— Start Data rows —

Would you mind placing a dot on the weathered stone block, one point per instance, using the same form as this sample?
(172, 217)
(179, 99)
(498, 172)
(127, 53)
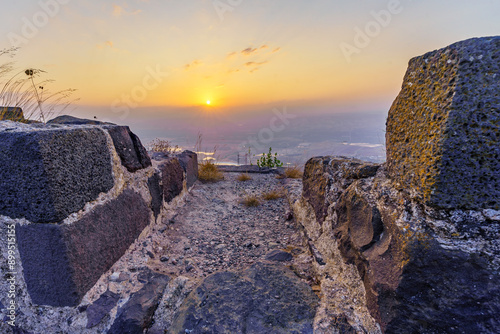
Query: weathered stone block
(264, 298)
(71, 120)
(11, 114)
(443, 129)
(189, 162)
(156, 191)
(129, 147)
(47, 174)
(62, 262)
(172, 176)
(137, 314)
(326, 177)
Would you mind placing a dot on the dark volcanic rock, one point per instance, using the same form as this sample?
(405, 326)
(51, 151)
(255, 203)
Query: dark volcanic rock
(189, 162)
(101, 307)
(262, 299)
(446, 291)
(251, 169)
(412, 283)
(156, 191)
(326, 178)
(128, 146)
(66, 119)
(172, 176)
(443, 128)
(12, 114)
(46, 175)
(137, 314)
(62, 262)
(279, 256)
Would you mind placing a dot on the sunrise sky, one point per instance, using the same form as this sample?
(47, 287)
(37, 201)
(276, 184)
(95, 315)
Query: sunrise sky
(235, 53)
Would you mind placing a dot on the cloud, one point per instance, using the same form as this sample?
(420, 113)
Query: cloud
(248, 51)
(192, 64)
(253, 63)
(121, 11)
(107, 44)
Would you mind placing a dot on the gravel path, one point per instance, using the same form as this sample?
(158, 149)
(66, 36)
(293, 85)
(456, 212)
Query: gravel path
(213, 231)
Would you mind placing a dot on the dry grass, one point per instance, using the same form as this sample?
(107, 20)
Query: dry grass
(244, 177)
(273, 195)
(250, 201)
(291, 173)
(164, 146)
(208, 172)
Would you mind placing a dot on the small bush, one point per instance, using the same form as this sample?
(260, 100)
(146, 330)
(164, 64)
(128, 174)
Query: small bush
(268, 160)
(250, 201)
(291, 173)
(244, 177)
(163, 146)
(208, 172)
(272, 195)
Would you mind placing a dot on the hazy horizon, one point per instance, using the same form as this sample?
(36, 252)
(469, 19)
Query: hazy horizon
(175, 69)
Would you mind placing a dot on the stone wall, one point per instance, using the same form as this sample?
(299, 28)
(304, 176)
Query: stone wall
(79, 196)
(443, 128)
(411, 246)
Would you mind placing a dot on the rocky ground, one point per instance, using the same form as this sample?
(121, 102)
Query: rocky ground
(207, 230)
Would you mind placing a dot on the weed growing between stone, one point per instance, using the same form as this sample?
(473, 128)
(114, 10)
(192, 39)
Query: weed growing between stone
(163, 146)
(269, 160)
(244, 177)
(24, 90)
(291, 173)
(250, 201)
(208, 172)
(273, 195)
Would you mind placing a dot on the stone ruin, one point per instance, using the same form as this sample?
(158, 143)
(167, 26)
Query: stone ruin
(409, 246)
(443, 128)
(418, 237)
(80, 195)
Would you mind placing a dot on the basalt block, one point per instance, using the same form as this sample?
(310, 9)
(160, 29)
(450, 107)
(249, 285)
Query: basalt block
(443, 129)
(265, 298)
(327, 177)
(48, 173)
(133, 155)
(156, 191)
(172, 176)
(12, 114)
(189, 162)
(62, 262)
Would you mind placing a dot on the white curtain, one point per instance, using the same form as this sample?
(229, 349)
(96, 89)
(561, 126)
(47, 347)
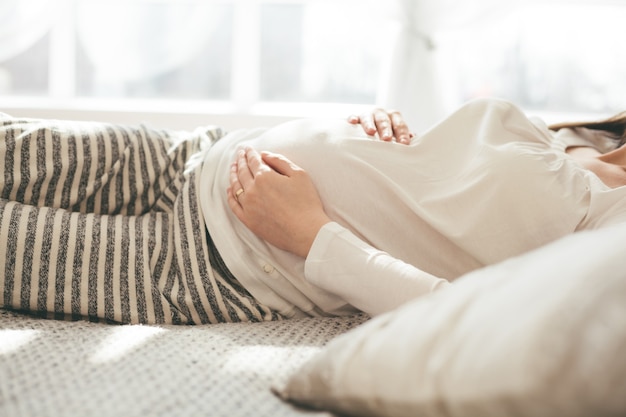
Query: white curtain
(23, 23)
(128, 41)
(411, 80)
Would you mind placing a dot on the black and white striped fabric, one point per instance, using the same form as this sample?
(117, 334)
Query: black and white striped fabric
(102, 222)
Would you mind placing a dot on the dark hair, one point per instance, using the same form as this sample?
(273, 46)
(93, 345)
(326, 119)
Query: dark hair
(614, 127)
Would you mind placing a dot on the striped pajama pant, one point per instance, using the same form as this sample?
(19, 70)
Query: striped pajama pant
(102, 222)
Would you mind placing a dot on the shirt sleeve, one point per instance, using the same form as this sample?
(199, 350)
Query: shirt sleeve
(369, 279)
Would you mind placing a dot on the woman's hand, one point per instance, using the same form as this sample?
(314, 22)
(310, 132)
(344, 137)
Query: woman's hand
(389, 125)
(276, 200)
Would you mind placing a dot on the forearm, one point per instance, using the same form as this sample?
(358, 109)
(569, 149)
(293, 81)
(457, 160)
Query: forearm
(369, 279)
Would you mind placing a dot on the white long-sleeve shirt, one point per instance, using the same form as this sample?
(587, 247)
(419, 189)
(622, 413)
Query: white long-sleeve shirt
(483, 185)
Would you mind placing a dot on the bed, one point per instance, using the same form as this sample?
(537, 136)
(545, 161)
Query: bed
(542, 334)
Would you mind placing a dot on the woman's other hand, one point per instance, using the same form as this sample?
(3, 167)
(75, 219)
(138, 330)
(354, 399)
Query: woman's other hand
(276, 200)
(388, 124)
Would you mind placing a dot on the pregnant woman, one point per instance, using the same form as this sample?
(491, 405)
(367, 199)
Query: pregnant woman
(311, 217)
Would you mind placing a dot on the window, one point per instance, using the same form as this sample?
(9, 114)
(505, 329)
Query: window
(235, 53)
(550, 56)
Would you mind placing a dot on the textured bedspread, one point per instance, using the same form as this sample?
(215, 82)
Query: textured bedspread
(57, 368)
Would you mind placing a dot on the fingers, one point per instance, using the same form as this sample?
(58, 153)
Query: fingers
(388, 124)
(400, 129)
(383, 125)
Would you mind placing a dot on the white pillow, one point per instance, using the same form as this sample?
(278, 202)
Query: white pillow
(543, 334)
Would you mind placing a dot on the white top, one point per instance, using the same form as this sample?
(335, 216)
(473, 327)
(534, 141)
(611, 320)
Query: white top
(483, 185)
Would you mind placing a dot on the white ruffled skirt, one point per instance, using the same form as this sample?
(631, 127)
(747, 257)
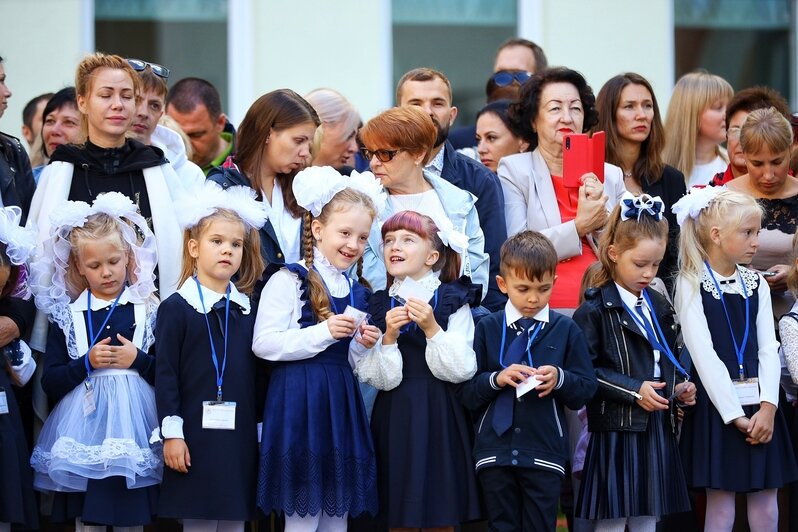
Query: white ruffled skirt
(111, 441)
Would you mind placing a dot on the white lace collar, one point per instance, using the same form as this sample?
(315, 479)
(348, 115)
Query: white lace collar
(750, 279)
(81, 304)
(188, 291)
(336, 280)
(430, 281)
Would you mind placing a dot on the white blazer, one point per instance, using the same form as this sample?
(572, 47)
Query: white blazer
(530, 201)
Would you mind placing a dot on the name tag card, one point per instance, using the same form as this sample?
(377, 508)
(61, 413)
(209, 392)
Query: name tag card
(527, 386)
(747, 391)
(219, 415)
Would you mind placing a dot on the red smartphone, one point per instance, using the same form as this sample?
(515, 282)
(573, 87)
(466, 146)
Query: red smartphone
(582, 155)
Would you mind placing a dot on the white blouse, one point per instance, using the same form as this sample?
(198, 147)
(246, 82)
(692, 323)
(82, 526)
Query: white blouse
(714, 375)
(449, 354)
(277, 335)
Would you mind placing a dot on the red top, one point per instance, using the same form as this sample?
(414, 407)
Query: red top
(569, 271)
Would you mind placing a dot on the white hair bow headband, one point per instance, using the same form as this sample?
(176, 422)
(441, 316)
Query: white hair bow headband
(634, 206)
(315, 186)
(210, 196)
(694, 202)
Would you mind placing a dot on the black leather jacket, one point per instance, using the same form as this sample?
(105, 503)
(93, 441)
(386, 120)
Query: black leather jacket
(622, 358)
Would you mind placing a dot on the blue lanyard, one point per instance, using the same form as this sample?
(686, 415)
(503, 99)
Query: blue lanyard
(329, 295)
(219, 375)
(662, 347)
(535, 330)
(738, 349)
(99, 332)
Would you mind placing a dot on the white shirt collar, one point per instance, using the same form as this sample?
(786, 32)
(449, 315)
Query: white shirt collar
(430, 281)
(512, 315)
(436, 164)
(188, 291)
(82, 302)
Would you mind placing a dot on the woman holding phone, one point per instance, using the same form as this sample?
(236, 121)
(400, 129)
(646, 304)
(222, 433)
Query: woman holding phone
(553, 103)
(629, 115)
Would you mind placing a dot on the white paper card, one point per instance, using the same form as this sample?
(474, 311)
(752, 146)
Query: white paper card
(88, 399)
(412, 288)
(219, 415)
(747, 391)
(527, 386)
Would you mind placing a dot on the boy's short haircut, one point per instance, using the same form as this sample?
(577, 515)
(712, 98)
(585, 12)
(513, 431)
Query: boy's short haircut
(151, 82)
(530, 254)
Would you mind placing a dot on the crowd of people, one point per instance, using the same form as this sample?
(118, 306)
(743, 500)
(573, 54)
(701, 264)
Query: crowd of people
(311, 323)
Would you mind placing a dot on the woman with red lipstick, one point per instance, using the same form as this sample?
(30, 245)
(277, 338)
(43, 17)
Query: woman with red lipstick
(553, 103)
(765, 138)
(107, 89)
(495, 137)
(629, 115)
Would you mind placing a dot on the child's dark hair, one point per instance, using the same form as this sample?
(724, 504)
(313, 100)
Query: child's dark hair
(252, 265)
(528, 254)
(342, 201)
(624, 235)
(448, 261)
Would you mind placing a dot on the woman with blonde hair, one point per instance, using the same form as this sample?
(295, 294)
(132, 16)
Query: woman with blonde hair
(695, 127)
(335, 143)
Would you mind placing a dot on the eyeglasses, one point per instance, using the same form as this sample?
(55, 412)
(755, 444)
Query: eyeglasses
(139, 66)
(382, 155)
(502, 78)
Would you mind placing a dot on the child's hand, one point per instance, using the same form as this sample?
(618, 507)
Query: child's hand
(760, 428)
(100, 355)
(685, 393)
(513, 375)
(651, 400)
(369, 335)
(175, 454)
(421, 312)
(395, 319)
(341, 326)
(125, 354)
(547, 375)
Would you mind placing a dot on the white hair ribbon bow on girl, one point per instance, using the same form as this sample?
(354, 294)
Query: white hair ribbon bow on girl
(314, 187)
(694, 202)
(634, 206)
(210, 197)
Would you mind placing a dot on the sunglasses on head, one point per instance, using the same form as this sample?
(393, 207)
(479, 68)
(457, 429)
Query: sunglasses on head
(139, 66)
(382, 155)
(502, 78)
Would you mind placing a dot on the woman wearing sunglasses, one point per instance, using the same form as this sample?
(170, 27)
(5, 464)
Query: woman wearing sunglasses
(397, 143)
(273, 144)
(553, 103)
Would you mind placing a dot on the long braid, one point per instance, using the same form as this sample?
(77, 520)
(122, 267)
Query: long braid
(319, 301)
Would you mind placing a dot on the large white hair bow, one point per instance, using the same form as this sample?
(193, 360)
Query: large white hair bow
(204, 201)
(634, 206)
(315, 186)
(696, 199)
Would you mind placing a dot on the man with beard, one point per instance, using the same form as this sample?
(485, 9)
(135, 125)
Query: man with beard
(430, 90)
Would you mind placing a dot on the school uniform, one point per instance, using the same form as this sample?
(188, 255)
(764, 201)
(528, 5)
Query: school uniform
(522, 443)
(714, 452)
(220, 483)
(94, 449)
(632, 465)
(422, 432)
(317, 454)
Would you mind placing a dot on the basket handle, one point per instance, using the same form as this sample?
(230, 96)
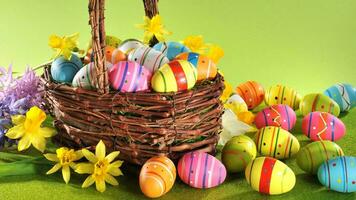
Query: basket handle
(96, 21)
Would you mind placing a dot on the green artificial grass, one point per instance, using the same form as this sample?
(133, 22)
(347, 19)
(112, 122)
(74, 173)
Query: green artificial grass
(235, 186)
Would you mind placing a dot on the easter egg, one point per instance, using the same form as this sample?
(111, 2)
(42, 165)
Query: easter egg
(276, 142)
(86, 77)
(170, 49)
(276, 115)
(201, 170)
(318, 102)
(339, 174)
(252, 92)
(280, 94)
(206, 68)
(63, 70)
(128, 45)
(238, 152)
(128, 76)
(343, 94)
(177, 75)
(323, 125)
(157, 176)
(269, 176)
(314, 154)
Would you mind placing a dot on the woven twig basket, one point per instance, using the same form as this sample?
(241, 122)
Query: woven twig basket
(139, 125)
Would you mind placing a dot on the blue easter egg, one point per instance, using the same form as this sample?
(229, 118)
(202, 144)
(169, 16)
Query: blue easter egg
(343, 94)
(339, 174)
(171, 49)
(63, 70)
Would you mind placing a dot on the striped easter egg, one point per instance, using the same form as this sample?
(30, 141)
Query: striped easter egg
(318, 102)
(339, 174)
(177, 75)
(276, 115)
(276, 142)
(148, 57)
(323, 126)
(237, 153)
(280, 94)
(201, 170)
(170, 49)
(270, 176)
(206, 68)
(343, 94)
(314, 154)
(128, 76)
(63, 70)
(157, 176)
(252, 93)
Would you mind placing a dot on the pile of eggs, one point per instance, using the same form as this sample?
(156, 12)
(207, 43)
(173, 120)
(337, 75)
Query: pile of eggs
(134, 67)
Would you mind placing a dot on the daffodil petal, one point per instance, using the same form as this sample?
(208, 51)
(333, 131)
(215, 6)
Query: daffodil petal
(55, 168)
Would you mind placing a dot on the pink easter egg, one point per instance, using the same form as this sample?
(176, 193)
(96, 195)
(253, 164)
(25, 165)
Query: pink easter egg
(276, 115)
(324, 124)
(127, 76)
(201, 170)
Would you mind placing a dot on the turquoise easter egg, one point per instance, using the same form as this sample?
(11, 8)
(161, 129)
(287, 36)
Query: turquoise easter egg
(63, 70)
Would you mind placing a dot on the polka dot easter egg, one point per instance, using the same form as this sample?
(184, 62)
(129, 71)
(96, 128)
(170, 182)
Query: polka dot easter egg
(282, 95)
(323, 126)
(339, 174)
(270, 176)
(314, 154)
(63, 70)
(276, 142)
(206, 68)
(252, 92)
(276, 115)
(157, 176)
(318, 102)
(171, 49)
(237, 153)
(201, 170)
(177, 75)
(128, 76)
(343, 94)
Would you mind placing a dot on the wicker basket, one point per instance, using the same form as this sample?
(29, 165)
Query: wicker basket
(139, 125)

— End Data rows —

■ **Task description**: Only the lines from the one containing "Would you mind placing a dot on the polka" to the end of the listing belong in the output, each reproduced exactly.

■ **Output of the exercise**:
Would you mind placing a dot on the polka dot easter egg, one point per instance, using the same form as this sample?
(184, 62)
(129, 71)
(96, 128)
(170, 182)
Query: polka dot easter egg
(282, 95)
(323, 126)
(339, 174)
(270, 176)
(314, 154)
(63, 70)
(276, 142)
(206, 68)
(252, 92)
(276, 115)
(157, 176)
(318, 102)
(171, 49)
(237, 153)
(201, 170)
(177, 75)
(128, 76)
(343, 94)
Would you mind placing a dot on the wicker basket, one point per instance, using the same form as this sample?
(29, 165)
Query: wicker basket
(139, 125)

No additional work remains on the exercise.